[情報の活用]
**A.** Kさんの咳の話で、Kさんは何の症状で来院していたか。
**B.** Kさんの咳の話を、最後の文の後から書き継いでください。

[本文]
***

1ヶ月ちょっと前から時々腰痛と足の痛みで来院の僧職Kさん常に軽い咳が初回から継続している。
聞くと・・・可なり以前かららしい。風邪の咳とも違う、喘息やアレルギー性でもない・・・・
暫く様子を見ても、変化が無いので・・・咳の鍼をしてみる事3回普通なら治っても良さそうな筈だが、効果が少ない。
初期のギックリ腰はすぐ治ったものの、足も少し治りが悪い・・・この様な時は良くない病気が隠れている事も多い
若い頃屋根から落ち首を痛めたまま・・との事。確かに頚椎7番辺りが悪いと咳は出易い。しかし・・それとも・・
「Kさんこの咳は少し変です。大きな病院で検査を受けてみませんか。」
「イヤ・・私は声を出す職業だからハハハ・・・」
10年前に検査をすすめて、6~7年間も必ず毎月T大学付属の呼吸器科で受診されていたNさん3年前にようやく肺癌が見つかり・・
その時はすでに5センチ。かなり大きく成長(担当医の顔が見てみたい・・指導医も一緒に )・・即、切除はしたが、可なり転移が心配だ。

***

[生データ]
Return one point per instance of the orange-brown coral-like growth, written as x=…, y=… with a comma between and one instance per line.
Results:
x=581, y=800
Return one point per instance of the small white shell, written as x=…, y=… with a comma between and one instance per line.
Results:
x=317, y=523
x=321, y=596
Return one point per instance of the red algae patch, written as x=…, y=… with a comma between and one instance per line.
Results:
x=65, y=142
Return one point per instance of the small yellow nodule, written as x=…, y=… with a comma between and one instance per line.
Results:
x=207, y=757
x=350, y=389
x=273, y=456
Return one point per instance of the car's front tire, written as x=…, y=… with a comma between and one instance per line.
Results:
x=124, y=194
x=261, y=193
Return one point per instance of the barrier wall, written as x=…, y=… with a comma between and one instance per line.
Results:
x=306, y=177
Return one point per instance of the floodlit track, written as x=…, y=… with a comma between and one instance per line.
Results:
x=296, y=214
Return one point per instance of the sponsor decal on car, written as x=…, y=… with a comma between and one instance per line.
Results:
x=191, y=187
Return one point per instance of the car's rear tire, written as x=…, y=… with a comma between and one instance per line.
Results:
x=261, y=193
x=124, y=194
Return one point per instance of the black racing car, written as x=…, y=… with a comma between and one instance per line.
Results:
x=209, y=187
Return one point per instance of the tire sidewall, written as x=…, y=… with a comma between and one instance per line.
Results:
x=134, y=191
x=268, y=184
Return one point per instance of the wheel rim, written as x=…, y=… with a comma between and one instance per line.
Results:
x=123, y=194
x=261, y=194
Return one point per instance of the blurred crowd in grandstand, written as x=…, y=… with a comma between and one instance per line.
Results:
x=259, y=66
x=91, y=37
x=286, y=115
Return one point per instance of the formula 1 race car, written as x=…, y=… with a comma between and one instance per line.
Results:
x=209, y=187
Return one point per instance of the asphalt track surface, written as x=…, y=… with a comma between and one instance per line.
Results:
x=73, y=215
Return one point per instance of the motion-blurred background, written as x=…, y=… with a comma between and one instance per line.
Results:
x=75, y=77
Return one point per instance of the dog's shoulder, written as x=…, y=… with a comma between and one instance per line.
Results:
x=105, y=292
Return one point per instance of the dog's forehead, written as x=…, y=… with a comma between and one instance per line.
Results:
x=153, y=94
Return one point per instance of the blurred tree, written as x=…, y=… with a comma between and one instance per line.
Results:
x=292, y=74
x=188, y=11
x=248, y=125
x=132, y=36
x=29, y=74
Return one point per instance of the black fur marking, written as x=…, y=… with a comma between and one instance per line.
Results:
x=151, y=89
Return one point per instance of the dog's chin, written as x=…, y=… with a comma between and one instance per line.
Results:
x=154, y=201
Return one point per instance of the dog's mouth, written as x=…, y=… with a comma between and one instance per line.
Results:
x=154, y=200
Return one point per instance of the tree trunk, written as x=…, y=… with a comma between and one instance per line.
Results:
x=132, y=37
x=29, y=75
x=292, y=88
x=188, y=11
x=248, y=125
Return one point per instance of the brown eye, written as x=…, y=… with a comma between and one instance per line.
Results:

***

[記述回答]
**A.** 腰痛と足の痛み

**B.**
せめてもの救い?は高齢であり、そして女性は肺がんの生存率が何故か比較的に良いといった根拠の無い望みのみ・・・・
夫婦そろって癌になり・・・数日前ご主人を見送る事に・・どんな気持ちだったろうか・・・・
他にも検診を何回も勧め何年間も放っておいた、故(Tさん)ついには家族に連絡をして検査をしてもらうが
すでに末期で治療の仕様は無く・・・・担当医は・・
「ハリで楽に、なるなら・・・ハリの先生に治療をしてもらって下さい。」
確かにハリは麻薬が効かない呼吸の苦しみも、いくらか楽になる。だが・・・・
くり返し奥さんにも“悪性腫瘍ですから受診して下さい。”と言った筈だが・・・
多くの苦しみを越え亡くなった時・・・「癌なら癌と言って欲しかったです」
いまさら何と言うことを・・・私の話は何だったのだろう・・・・しかし最後の医師の言葉は
「なぜ今まで生きられたか分りません。数年前に無くなっていた筈です。不思議なことです。」
「先生、私は満足です。苦しいと言うことも無く・・こんなに長く生きていました。本当にハリのお陰でした。」
それが意思も通じず・・たいした事も出来なかった・・・私の唯一の救いだった。
何も出来ないなんて・・・人の死にめぐり合う機会の多い仕事ではある。だが、もうこんな思いはしたくない。
治療法が無いからこそ、やはり検査が必要なときもある。